● EXCERPT:
--- BEGIN ---

So in order to prove sexual battery, the State of Florida must prove the following five elements beyond a reasonable doubt:

  • The accused perpetrated an act upon the victim in which either
    • the sexual organs of the accused penetrated or made contact with the vagina, mouth, or anus of the victim
    • the anus or vagina of the victim was penetrated by an object
  • The victim was physically incapacitated or otherwise unable to resist
    • The accused subdued the victim into submission by threatening to use force or violence able to cause serious personal injury to the victim and the victim had reason to believe that the accused had the capacity to carry out the threat
    • The accused coerced the victim into submission with the threat of retaliation against the victim or another person and the victim had reason to believe that the defendant had the capacity to execute the treat in the future
    • The accused, without the prior awareness or permission of the victim, gave or had knowledge of someone else giving to the victim, a narcotic, anesthetic, or other intoxicating substance that physically or mentally disabled the victim
    • The victim was mentally defective and the accused had actual knowledge of that fact
    • When the incident took place, the accused was an official or someone who acted in a controlling capacity, like a certified law enforcement officer or person in control at a correctional institution and the accused was acting in such a way as to cause the victim to reasonably conclude that the accused was in a state of power or authority
    • The victim as physically handicapped
  • The accused’s actions were perpetrated without the victim’s  permission
  • The age of the accused at the time of the incident
  • The age of the victim at the time of the incident

The sexual battery law in the state of Florida demands that the state furnish proof of both the victim’s and the accused’s age because the law classifies the sexual assault of someone with respect to the age of the offender and of the victim.

--- END ---

● INFORMATION SHOWN:
--- BEGIN ---

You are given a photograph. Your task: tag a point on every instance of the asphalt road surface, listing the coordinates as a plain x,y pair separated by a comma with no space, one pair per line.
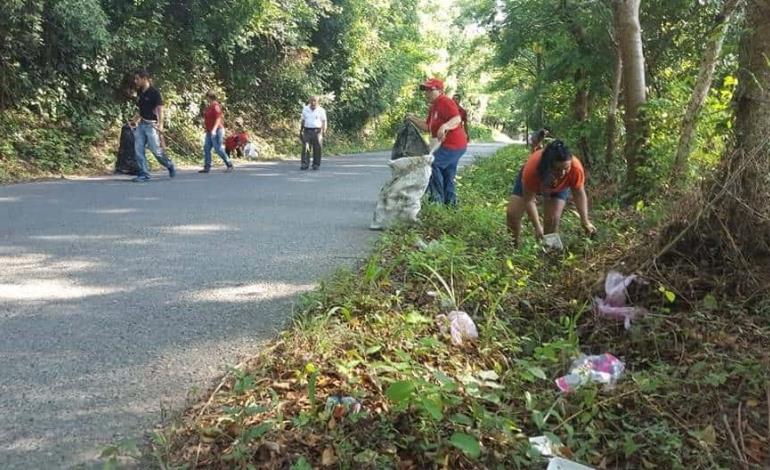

--- END ---

● TASK DIRECTIONS: Rewrite the Florida sexual battery text from "The sexual battery" to "of the victim.", changing "offender" to "defendant".

● SOLUTION TO THIS PROBLEM:
The sexual battery law in the state of Florida demands that the state furnish proof of both the victim’s and the accused’s age because the law classifies the sexual assault of someone with respect to the age of the defendant and of the victim.